◆ **WORK REQUIRED**: Please report how many of the lines below contain the string "tire", matching case exactly, and give only the number.
-=-=-=-=-
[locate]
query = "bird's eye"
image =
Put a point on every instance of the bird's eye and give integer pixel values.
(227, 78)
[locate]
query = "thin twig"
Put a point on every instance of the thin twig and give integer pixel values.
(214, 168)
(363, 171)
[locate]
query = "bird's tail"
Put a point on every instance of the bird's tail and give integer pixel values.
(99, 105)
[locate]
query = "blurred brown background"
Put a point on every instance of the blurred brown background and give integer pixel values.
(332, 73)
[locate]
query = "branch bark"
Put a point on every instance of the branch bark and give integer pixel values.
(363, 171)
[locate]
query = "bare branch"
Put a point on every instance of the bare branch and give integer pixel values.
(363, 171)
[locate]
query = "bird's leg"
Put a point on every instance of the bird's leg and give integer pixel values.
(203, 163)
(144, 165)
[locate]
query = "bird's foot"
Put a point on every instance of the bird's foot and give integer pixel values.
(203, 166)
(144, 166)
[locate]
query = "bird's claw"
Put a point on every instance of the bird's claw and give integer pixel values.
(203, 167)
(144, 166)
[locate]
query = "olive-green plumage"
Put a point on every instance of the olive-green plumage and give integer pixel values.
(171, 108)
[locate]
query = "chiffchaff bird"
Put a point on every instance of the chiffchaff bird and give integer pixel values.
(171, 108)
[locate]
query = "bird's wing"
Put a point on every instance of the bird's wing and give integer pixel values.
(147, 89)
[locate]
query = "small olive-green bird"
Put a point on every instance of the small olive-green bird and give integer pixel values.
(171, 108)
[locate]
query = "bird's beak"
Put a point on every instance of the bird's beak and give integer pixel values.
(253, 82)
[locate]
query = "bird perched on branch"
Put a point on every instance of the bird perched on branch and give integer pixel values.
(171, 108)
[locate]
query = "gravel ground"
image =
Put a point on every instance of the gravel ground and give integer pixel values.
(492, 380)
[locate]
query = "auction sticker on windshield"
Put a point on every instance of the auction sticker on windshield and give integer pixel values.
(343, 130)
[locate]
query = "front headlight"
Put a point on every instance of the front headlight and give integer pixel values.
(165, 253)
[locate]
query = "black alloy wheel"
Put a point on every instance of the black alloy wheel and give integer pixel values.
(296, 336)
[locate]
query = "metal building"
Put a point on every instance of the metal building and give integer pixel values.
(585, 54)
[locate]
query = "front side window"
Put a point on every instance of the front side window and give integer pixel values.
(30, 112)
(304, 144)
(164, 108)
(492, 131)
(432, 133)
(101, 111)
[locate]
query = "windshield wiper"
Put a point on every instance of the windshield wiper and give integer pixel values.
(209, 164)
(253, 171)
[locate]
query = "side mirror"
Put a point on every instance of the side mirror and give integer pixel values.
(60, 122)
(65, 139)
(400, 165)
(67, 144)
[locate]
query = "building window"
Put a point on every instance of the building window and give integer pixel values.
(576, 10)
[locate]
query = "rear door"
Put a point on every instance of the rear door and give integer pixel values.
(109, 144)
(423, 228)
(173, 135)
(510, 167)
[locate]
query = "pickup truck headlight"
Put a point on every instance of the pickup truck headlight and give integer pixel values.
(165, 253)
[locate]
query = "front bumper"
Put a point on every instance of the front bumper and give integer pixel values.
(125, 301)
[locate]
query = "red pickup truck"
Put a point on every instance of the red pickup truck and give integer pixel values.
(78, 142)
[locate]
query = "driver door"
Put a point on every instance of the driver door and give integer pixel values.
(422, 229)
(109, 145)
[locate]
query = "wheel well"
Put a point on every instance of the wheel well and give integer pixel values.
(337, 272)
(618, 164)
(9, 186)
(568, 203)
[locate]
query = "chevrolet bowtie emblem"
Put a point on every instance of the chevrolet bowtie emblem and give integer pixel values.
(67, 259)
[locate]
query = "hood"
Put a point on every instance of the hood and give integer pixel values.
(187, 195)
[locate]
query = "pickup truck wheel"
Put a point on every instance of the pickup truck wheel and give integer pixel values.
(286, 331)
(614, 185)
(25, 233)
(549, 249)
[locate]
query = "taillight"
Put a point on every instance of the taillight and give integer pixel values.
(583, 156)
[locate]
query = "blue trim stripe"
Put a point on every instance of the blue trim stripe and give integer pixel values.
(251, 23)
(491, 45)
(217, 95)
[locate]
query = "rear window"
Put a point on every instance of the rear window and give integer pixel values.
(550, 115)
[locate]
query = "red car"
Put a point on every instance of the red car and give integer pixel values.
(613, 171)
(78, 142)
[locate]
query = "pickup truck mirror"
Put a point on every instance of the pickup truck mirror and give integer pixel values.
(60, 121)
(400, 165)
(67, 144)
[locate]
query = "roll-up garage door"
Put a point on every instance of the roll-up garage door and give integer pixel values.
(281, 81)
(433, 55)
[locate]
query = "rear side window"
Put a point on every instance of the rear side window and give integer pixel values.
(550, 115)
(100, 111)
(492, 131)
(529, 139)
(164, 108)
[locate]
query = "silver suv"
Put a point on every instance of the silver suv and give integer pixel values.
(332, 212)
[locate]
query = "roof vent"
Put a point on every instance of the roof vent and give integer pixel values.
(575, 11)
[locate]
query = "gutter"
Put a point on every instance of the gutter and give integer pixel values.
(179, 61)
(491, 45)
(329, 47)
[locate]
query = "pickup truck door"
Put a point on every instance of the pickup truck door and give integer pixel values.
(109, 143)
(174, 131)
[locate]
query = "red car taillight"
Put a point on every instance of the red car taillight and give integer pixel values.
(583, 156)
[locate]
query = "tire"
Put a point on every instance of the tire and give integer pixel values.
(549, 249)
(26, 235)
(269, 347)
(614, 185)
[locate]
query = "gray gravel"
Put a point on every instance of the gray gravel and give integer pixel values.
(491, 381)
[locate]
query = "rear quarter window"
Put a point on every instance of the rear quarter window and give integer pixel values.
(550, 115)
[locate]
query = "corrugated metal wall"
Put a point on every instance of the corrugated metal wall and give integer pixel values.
-=-=-=-=-
◆ **OUTPUT OF THE TASK**: 2